The request:
Retype precisely the section of the data that starts at the line containing "point: tree -- for" and runs to its final line, ends included.

[BEGIN Data extract]

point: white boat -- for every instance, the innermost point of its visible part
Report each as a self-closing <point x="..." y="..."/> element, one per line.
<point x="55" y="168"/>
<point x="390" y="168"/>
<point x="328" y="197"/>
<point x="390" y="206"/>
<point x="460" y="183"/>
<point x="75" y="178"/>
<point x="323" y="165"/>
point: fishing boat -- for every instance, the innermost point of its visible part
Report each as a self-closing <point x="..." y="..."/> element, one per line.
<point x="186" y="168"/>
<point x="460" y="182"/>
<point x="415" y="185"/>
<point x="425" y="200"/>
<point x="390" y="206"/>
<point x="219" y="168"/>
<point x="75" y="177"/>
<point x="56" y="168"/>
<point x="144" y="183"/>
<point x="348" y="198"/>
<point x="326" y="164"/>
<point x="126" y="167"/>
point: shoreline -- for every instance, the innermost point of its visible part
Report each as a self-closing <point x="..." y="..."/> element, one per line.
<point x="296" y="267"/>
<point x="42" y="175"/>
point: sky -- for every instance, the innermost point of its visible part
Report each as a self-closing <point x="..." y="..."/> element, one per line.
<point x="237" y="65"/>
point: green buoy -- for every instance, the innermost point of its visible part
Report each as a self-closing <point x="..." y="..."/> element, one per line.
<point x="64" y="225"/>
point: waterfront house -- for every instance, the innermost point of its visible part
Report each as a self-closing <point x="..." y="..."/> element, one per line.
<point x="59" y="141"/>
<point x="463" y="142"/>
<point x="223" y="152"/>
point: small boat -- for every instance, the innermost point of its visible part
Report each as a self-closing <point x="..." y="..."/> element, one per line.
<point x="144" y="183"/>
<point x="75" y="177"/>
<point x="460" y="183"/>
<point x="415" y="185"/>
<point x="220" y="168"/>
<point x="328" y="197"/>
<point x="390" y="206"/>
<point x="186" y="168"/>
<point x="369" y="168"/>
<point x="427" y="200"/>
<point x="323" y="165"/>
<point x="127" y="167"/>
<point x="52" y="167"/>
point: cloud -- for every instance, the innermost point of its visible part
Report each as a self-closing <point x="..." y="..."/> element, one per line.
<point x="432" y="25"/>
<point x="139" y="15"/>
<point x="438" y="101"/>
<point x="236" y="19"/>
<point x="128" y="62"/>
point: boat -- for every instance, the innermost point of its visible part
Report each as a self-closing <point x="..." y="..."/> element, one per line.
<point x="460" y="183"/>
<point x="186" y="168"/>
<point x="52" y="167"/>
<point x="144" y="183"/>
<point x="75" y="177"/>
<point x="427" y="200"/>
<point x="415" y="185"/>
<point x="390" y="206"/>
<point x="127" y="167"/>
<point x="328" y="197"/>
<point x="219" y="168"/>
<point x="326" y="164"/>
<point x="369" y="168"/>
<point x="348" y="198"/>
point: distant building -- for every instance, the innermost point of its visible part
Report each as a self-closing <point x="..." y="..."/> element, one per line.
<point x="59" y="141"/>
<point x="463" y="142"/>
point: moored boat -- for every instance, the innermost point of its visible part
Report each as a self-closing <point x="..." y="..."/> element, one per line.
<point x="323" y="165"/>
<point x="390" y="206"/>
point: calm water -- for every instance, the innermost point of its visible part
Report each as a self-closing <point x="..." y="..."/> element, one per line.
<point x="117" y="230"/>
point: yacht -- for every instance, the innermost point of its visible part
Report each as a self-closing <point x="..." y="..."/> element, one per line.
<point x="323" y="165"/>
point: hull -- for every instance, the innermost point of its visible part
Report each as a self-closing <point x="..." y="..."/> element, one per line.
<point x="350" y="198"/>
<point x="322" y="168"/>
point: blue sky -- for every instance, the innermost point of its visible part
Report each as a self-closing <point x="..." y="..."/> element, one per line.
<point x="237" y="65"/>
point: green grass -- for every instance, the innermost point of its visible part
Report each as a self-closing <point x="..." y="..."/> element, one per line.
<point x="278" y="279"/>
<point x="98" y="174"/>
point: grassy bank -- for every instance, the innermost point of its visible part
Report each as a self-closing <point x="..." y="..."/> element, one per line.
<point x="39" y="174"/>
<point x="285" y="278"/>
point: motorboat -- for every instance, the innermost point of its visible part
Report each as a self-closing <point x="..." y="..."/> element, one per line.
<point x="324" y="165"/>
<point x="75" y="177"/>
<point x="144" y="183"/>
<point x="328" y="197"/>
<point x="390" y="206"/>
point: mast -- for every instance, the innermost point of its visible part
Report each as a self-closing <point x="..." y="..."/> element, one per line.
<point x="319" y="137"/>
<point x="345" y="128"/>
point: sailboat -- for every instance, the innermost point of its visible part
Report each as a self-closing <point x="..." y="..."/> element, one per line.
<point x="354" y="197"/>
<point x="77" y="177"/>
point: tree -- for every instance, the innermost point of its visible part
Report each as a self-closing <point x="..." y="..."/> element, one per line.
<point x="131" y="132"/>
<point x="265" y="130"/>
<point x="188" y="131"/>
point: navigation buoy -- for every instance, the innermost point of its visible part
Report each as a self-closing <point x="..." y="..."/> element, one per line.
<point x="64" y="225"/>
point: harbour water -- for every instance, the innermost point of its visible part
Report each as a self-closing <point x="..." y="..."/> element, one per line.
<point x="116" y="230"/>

[END Data extract]

Output for this exercise:
point: tree -- for every instance, the innermost point of its visible part
Report each as a self-closing <point x="..." y="..."/> element, one per line.
<point x="131" y="132"/>
<point x="265" y="130"/>
<point x="188" y="131"/>
point: navigation buoy -- for every instance, the innermost point of its visible part
Report each as a self-closing <point x="..." y="..."/> element, one per line.
<point x="64" y="225"/>
point: harbour water -- for every instance, the innermost point of its visible part
Report each as a self-closing <point x="..." y="..."/> element, one per line.
<point x="116" y="230"/>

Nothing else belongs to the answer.